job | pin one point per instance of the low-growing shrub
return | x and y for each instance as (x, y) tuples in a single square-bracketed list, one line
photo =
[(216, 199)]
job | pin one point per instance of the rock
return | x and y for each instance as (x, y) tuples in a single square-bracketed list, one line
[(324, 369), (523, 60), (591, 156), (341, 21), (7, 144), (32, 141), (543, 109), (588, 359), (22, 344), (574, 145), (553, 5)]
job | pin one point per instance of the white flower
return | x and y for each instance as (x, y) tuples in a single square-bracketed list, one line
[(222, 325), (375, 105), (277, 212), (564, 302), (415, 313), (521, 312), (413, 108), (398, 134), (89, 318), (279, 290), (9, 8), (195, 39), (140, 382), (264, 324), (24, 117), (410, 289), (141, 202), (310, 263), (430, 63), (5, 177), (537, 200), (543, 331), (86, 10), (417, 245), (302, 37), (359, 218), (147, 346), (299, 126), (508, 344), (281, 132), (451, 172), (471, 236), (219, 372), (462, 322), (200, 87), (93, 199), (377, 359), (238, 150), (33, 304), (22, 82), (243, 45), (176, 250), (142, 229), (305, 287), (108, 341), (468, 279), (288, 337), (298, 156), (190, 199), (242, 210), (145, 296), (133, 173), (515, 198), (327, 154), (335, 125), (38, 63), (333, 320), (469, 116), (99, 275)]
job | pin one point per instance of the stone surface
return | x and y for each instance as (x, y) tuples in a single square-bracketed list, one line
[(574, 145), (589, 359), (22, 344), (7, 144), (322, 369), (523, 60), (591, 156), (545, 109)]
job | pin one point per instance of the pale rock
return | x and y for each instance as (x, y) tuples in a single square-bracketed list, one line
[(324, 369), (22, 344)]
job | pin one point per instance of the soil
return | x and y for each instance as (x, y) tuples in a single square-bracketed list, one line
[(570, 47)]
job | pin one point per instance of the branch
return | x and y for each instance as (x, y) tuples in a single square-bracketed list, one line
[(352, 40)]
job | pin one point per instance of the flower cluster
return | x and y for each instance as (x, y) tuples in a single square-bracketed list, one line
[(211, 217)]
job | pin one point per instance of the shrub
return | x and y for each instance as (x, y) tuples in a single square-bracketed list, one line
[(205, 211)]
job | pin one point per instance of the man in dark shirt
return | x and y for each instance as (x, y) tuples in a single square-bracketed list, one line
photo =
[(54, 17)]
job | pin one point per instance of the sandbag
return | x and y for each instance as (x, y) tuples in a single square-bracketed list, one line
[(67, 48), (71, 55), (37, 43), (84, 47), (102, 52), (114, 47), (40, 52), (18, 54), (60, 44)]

GOAL OF THE EXERCISE - Begin with the first line of the records and reproduce each line as is, ending with the line that holds "job | pin one point per instance of the white".

OUTPUT FOR THIS TASK -
job | pin one point per instance of the low-growing shrub
return | x and y for each instance as (x, y) tuples in a single square-bracketed list, one line
photo =
[(216, 199)]
job | pin one point per instance of the rock
return | x and y for each instance as (x, y) tuples in a single square-bracketed list, one line
[(324, 369), (523, 60), (591, 156), (341, 21), (7, 144), (32, 141), (543, 109), (588, 359), (22, 344), (574, 145), (553, 5)]
job | pin one point per instance of the white flower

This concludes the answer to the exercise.